__本文__:
=-=-=-=-=

HULFTイベントレポート:第14回
「HULFT DAYS 2022」 今年も開催しました!(その2)

2022年11月8日から11月10日の三日間にわたり、今年も開催しました「HULFT DAYS 2022」から、開催一日目のオフライン会場の様子をレポートいたします。

全三回でお届けしますレポート記事の二回目です。

NewsPicks Brand Design特別講演

DXブームへの処方箋。競争戦略の視点から見たDX

楠木 建(一橋ビジネススクール教授)

次はちょっと辛口な内容で、流行語の「流行の表面だけ」に飛びつくことにくぎを刺すような講演内容でした。

登壇では「解っていないのに流行語っぽいことを言う人の例」として、「やたらシナジーを連呼する人」が例に出されていました。DXなどの昨今よく聞く言葉でも、似たようなことはあるように思えます。

=-=-=-=-=

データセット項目
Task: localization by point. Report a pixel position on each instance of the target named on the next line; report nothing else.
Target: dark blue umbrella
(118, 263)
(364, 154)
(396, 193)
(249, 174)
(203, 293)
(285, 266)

=-=-=-=-=

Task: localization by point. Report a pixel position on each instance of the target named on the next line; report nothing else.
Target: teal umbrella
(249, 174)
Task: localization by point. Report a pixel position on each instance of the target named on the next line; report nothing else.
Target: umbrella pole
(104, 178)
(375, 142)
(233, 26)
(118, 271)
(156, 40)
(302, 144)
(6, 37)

=-=-=-=-=

__作業内容__:
1. HULFT DAYS 2022のレポートのうち、「HULFTイベントレポート:第14回」で始まり「楠木 建(一橋ビジネススクール教授)」で終わる部分をそのまま書き写してください。
2. HULFT DAYS 2022のレポートで、かぎかっこ「」に囲まれている語句を、重複を除いてすべて挙げる。
3. HULFT DAYS 2022のレポートの続きを、本文の最後の文の後から引き継いで書く。

__回答__:
1.
HULFTイベントレポート:第14回
「HULFT DAYS 2022」 今年も開催しました!(その2)

2022年11月8日から11月10日の三日間にわたり、今年も開催しました「HULFT DAYS 2022」から、開催一日目のオフライン会場の様子をレポートいたします。

全三回でお届けしますレポート記事の二回目です。

NewsPicks Brand Design特別講演

DXブームへの処方箋。競争戦略の視点から見たDX

楠木 建(一橋ビジネススクール教授)

2.
- HULFT DAYS 2022
- 流行の表面だけ
- 解っていないのに流行語っぽいことを言う人の例
- やたらシナジーを連呼する人

3.
いつの時代でも「その当時の流行り言葉」があり、同じようなことがなされて来ました。むしろ、そういう状況こそが本質ではないでしょうか。

例えば「○○の登場で仕事がなくなる」ようなことが、これまで何回も言われてきました。オートメーションで仕事がなくなる(1956年)、コンピュータで仕事がなくなる(1965年)、ロボットで仕事がなくなる(1983年)、などなどです。そして今「AIで仕事がなくなる」と言われています。

流行りの本質を考えず、表層だけ真似をして失敗する例も多くあります。例えば「サブスク」、サブスク化の成功例として知られるのは、昔ながらのソフトウェアのパッケージ売りをクラウド経由のサブスクリプションビジネスに変革したAdobe社(Photoshopなどを開発販売する社)での取り組みです。しかしAdobeがサブスクで成功したのは、彼らのビジネスの特性(文脈)が「サブスクに向いている」から、あるいは「そのようになるべく時間をかけた準備」があってこそです。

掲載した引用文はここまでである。